Start of THE DATA
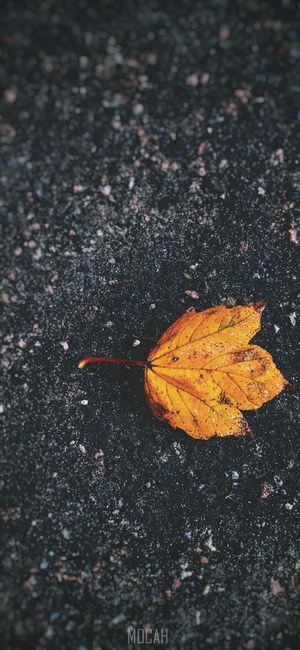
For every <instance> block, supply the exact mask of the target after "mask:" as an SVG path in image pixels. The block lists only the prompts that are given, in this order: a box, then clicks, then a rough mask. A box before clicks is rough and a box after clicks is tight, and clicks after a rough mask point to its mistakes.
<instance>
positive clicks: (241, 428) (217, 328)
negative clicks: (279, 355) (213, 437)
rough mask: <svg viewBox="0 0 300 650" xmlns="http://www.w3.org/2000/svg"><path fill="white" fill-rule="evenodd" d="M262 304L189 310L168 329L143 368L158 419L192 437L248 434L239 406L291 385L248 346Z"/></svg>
mask: <svg viewBox="0 0 300 650" xmlns="http://www.w3.org/2000/svg"><path fill="white" fill-rule="evenodd" d="M264 306H265V303H264V302H258V303H253V304H251V305H249V306H247V307H232V308H228V307H225V306H223V305H221V306H218V307H213V308H212V309H207V310H206V311H203V312H201V313H197V312H196V311H195V310H194V309H193V308H192V309H190V310H189V311H188V312H187V313H186V314H184V315H183V316H182V317H181V318H179V319H178V320H177V321H176V322H175V323H174V324H173V325H171V327H169V328H168V329H167V330H166V332H165V333H164V334H163V335H162V337H161V338H160V339H159V341H158V343H157V344H156V345H155V347H154V348H153V349H152V350H151V352H150V354H149V357H148V363H147V366H146V368H145V392H146V395H147V399H148V402H149V405H150V407H151V409H152V411H153V413H154V415H155V416H156V417H158V418H159V419H161V420H167V421H168V422H169V423H170V424H171V425H172V426H173V427H174V428H180V429H183V430H184V431H186V433H188V434H189V435H190V436H192V437H193V438H210V437H211V436H214V435H217V436H228V435H245V434H251V430H250V429H249V426H248V424H247V421H246V420H245V418H244V417H243V415H242V413H241V411H240V409H242V410H253V409H258V408H259V407H260V406H262V404H264V403H265V402H267V401H268V400H270V399H272V398H273V397H275V396H276V395H278V393H280V392H281V391H282V390H283V389H284V388H289V387H290V384H289V382H287V381H286V380H285V379H284V377H283V376H282V374H281V373H280V372H279V370H278V369H277V368H276V366H275V364H274V361H273V359H272V357H271V355H270V354H269V353H268V352H266V350H264V349H263V348H260V347H259V346H257V345H249V341H250V340H251V339H252V338H253V336H254V335H255V334H256V333H257V332H258V331H259V330H260V318H261V312H262V310H263V309H264Z"/></svg>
End of THE DATA
Could you reproduce all of the material above with "rough mask" swapped for "coarse mask" everywhere it occurs, changing nothing else and omitting the pictures?

For every <instance> block, supply the exact mask of the target after "mask:" as an SVG path in image pixels. The block lists only the prompts that are given, in this order: a box, then clicks, then a coarse mask. A box before clicks is rough and a box after clicks is tight, and clicks after a coarse mask point to its mistakes.
<instance>
positive clicks: (241, 428) (217, 328)
negative clicks: (279, 355) (213, 437)
coarse mask: <svg viewBox="0 0 300 650" xmlns="http://www.w3.org/2000/svg"><path fill="white" fill-rule="evenodd" d="M262 304L189 310L168 329L143 368L158 419L192 437L248 434L239 406L291 385L248 346Z"/></svg>
mask: <svg viewBox="0 0 300 650" xmlns="http://www.w3.org/2000/svg"><path fill="white" fill-rule="evenodd" d="M264 306H265V303H264V302H258V303H253V304H251V305H249V306H247V307H232V308H228V307H225V306H223V305H221V306H218V307H213V308H212V309H207V310H206V311H203V312H201V313H197V312H196V311H195V310H194V309H193V308H192V309H190V310H189V311H188V312H187V313H186V314H184V315H183V316H182V317H181V318H179V319H178V320H177V321H176V322H175V323H174V324H173V325H171V327H169V328H168V329H167V330H166V332H165V333H164V334H163V335H162V337H161V338H160V339H159V341H158V343H157V344H156V345H155V347H154V348H153V349H152V350H151V352H150V354H149V357H148V363H147V366H146V368H145V392H146V395H147V399H148V402H149V405H150V407H151V409H152V411H153V413H154V415H155V416H156V417H158V418H159V419H161V420H167V421H168V422H169V423H170V424H171V425H172V426H173V427H174V428H180V429H183V430H184V431H186V433H188V434H189V435H190V436H192V437H193V438H210V437H211V436H214V435H217V436H228V435H245V434H251V430H250V429H249V426H248V424H247V421H246V420H245V418H244V417H243V415H242V413H241V411H240V409H242V410H253V409H258V408H259V407H260V406H262V404H264V403H265V402H267V401H268V400H270V399H272V398H273V397H275V396H276V395H278V393H280V392H281V391H282V390H283V389H284V388H289V387H290V384H289V382H287V381H286V380H285V379H284V377H283V376H282V374H281V373H280V372H279V370H278V369H277V368H276V366H275V364H274V361H273V359H272V357H271V355H270V354H269V353H268V352H266V350H264V349H263V348H260V347H259V346H257V345H249V341H250V340H251V339H252V338H253V336H254V335H255V334H256V333H257V332H258V331H259V330H260V318H261V312H262V310H263V309H264Z"/></svg>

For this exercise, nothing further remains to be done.